Shape boundary records:
-- begin --

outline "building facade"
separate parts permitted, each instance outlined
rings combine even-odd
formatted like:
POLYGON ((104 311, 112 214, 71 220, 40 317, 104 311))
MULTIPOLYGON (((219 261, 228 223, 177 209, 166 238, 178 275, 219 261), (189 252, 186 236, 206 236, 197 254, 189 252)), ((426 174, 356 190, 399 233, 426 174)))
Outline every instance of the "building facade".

-- end --

Arrange every line of the records above as a Markdown table with the columns Number and Record line, numbering the rows in order and leaving out blank lines.

| Number | Record line |
|---|---|
| 1 | outline "building facade" |
| 2 | separate parts permitted, each instance outlined |
| 3 | rings combine even-odd |
| 4 | formatted like: |
| 5 | POLYGON ((104 311, 112 214, 71 220, 40 317, 104 311)) |
| 6 | MULTIPOLYGON (((219 261, 228 223, 177 209, 166 238, 178 275, 219 261), (189 252, 186 236, 206 236, 197 254, 189 252)), ((426 174, 356 190, 399 233, 426 174))) |
| 7 | Outline every instance of the "building facade". |